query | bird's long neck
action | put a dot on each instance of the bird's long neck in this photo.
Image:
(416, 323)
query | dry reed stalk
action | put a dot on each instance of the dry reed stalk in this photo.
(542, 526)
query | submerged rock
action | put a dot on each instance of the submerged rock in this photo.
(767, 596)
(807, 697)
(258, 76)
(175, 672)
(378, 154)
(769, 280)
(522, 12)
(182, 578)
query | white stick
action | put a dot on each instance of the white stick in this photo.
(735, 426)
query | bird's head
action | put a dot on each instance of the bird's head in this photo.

== == ==

Copy out every one of the records above, line for line, with no changes.

query | bird's long neck
action | put a dot on each instance of the bird's long neck in this photo.
Image:
(416, 323)
query | dry reed stalk
action | put a dot on each instance of the dry reed stalk in this photo.
(542, 526)
query | submerged rock
action | put a dot on each instance of the submerged rock in this photo.
(767, 596)
(807, 697)
(258, 76)
(175, 672)
(378, 154)
(769, 280)
(522, 12)
(182, 578)
query | white stick
action | put a dot on each instance of the white stick in this photo.
(735, 426)
query | bird's head
action | put a dot on each instance of the bird's head in this photo.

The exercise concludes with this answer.